Entries for pointing and labeling:
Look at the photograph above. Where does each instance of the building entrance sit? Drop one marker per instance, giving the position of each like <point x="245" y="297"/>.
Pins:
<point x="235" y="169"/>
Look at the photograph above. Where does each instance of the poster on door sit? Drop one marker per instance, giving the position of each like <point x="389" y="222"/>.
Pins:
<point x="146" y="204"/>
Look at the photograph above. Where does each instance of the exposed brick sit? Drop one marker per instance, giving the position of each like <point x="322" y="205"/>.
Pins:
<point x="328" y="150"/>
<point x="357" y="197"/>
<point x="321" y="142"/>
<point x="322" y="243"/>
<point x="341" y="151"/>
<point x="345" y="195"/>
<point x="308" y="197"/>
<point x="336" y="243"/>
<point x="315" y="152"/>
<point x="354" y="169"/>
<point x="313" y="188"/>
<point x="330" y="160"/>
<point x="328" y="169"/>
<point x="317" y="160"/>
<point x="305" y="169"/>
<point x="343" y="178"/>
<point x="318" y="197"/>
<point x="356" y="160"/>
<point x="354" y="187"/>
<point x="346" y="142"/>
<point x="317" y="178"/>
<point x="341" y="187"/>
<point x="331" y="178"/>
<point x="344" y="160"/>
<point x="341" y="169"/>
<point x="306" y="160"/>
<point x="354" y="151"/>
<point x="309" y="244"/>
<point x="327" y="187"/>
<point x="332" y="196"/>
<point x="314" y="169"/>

Exercise brief:
Change every "Drop one marker per instance" in the entries above to "Place a single pin on each instance", and keep all other text the same.

Complete output:
Look at the photograph above. Where does each instance of the building entrance sit? Place a single pin on each instance, giving the position of each like <point x="245" y="297"/>.
Pins:
<point x="235" y="169"/>
Look at the photograph above. Where does each instance of the poster on door sit? Place a single pin on each instance, giving the position of each like <point x="389" y="222"/>.
Pins:
<point x="146" y="204"/>
Look at the photograph above. Where does each instance of the exposed brick sit? Place a single pin on each instance, giving the position of each like <point x="322" y="205"/>.
Pins:
<point x="328" y="150"/>
<point x="357" y="197"/>
<point x="321" y="142"/>
<point x="322" y="243"/>
<point x="341" y="151"/>
<point x="345" y="195"/>
<point x="308" y="197"/>
<point x="336" y="243"/>
<point x="315" y="152"/>
<point x="354" y="169"/>
<point x="313" y="188"/>
<point x="330" y="160"/>
<point x="328" y="169"/>
<point x="317" y="160"/>
<point x="305" y="169"/>
<point x="343" y="178"/>
<point x="318" y="197"/>
<point x="356" y="160"/>
<point x="354" y="187"/>
<point x="346" y="142"/>
<point x="317" y="178"/>
<point x="341" y="187"/>
<point x="331" y="178"/>
<point x="344" y="160"/>
<point x="341" y="169"/>
<point x="306" y="160"/>
<point x="354" y="151"/>
<point x="309" y="244"/>
<point x="327" y="187"/>
<point x="332" y="196"/>
<point x="314" y="169"/>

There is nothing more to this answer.